**ENTRIES PROVIDED:**

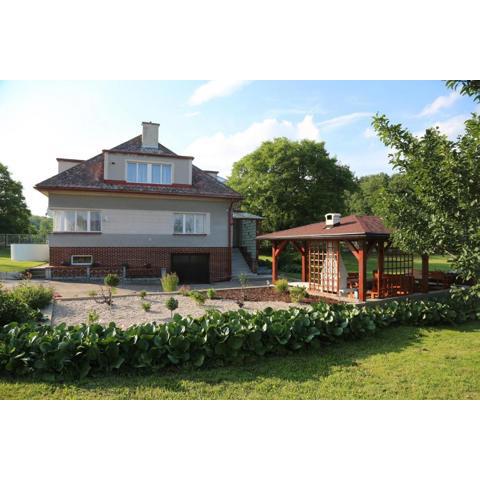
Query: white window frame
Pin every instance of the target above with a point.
(83, 263)
(149, 171)
(76, 210)
(184, 214)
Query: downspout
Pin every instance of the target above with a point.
(230, 226)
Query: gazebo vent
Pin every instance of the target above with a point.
(332, 219)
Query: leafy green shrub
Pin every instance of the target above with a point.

**WORK TASK:** Print verbatim every line above, apart from the pictures.

**REPLY:**
Query: white window frame
Pin every instance of the target above with a point.
(83, 263)
(149, 171)
(76, 210)
(184, 214)
Query: downspout
Pin every instance of the target above with a point.
(230, 226)
Query: gazebo vent
Pin every instance of the target above with a point.
(332, 219)
Query: leafy green shrub
Pin every instance of the target above with a point.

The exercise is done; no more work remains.